● TEXTE DE LA PAGE:
>>
Elle n'avait que dix ans quand tout a commencé. Pendant plus de quatre ans, Cybile Terlon a subi les abus de son beau-père. En 2023, il a été condamné à une peine de prison ferme de 12 ans. Aujourd'hui, Cybile témoigne pour libérer la parole d'autres victimes d'inceste. Rencontre.
Le supplice de Cybile Terlon débute en 2007, elle est alors une fillette de dix ans. Le compagnon de sa mère abuse d’elle à de nombreuses reprises et pendant plusieurs années. À 18 ans, elle a un déclic pour déposer plainte : "J’ai fait un début d’AVC et je me suis retrouvée à l’hôpital. Là, c’est comme si mon corps avait voulu dire stop. Tous les souvenirs sont revenus. C’est à ce moment-là que j’ai ressenti le besoin d’aller déposer plainte, j’étais enfin prête. Mais ma première volonté dans cette décision, a été de le faire pour les autres victimes d’inceste."
Des années de silence
À l'adolescence, Cybile se sent différente, beaucoup plus mature que les autres : "Je me sentais en sécurité lorsque j’étais en cours au collège, d’ailleurs, mon niveau scolaire n’a pas baissé, je m’accrochais au travail. Et puis, dès que je le pouvais, j’allais chez mes copines du village. Je me souviens, il y en a une dont le papa disait souvent en râlant : « Mais Cybile est toujours à la maison ! ». J’ai été complètement sous emprise pendant toutes ces années".
<<
● DONNÉES SOURCES:
>>
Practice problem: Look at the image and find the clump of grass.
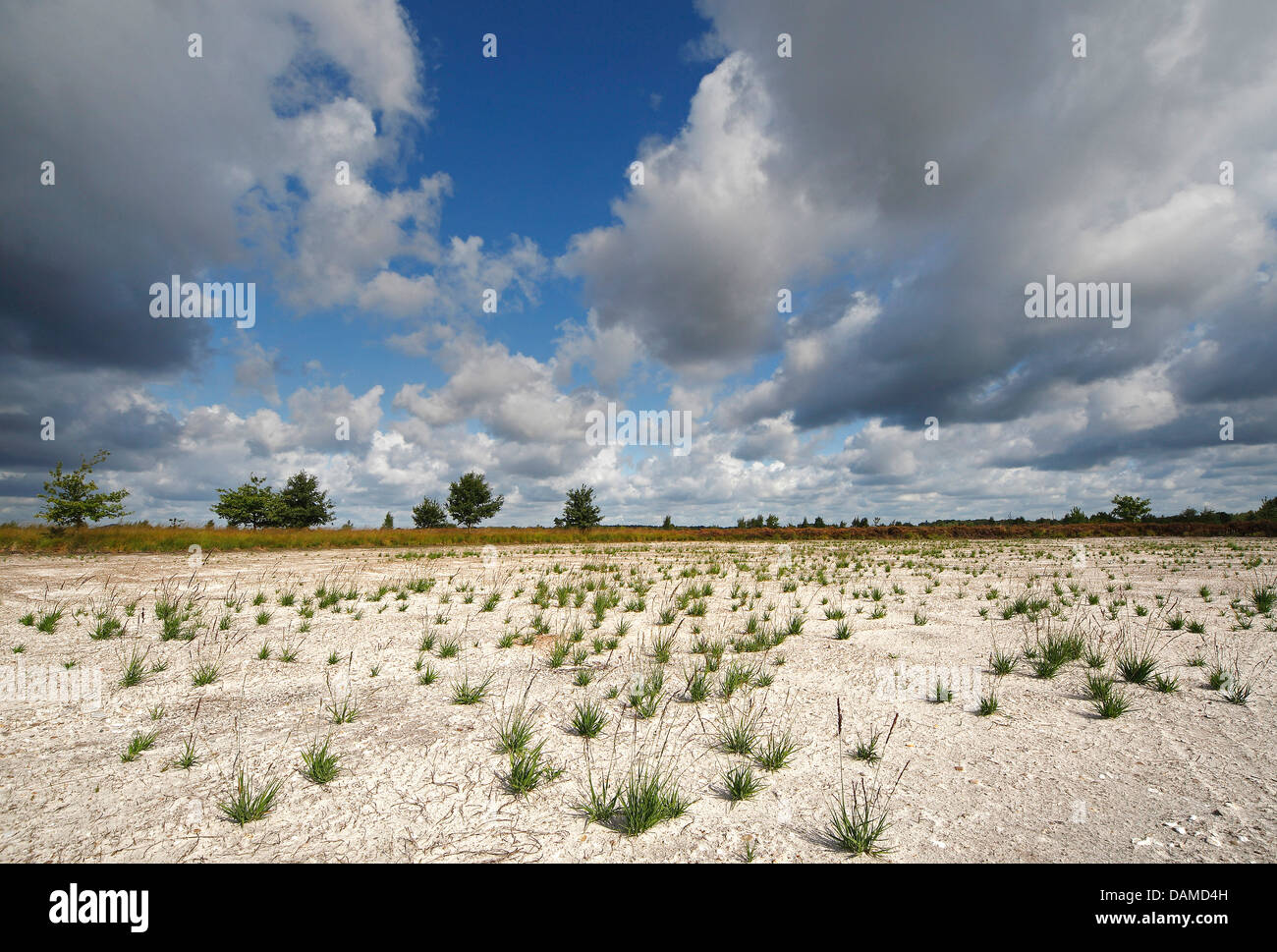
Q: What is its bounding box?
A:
<<
● CONSIGNES:
1) D'après le témoignage de Cybile Terlon, à quelle peine son beau-père a-t-il été condamné en 2023 ?
2) Écrivez la suite du témoignage de Cybile Terlon, en partant de sa dernière phrase.

● RÉPONSES:
1) À une peine de prison ferme de 12 ans.

2)
Et pour cause, la jeune fille ne veut pas rentrer chez elle, car son beau-père l’attend. Sa maman a alors un travail posté, c'est-à-dire un travail en équipe avec des horaires différents. Dès qu’elle part à l’aube, il vient réveiller Cybile dans son lit. Il interdit aussi à sa compagne d’aller chercher sa fille à l’école sans lui, même chose pour lui acheter des vêtements, il doit toujours être là, jusqu’au jour où…
Cybile raconte : "Je rentre et je vois mon oncle, mon beau-père parle avec lui ; maman est seule dans le salon. C’est à ce moment-là que je lui ai dit : « Il faut que je te parle ». Ma parole s’est enfin libérée et elle m’a tout de suite fait confiance et m’a crue ". Mère et fille s’en vont, un ouragan déferle sur leur vie. Sa maman tombe malade et souffre de dépression. Les années passent, Cybile ne veut pas déposer plainte comme lui demande sa mère : "Je voulais vivre comme tout le monde, sans pression, je n’avais pas encore les épaules pour cela". Elles gardent donc ce secret pendant quatre ans.
Plus de 7 ans d'attente
Le début d'AVC et le fameux déclic à 18 ans, puis l’attente du procès. "Hélas, la justice est souvent longue. Je me suis donc préparée à ce procès. J’ai pris des cours particuliers de boxe, j’ai aussi absolument voulu perdre du poids pour montrer la femme forte qui a réussi à évoluer malgré la souffrance. Il faudrait que cela cesse, il y a tellement de victimes de viol, d’inceste, les délais sont bien trop longs…".
Pour surmonter cette expérience, Cybile a bien sûr pu compter à 100% sur sa mère, mais a aussi trouvé du soutien ailleurs : "Je me suis inscrite dans une troupe de majorettes modernes. Je me suis constitué une petite famille, j’ai trouvé des amies". Elle s’est également réfugiée dans la psychologie qui l’a beaucoup aidée dans l’introspection, a essayé beaucoup de choses, méditation, sophrologie. La musique aussi a été importante, notamment les titres de Léa Castel : "Ses chansons sont parfois sombres, mais elles m’ont beaucoup aidée, car il fallait que je pleure, que j’évacue, cela faisait des années que je n’avais pas pleuré, je portais un masque constamment".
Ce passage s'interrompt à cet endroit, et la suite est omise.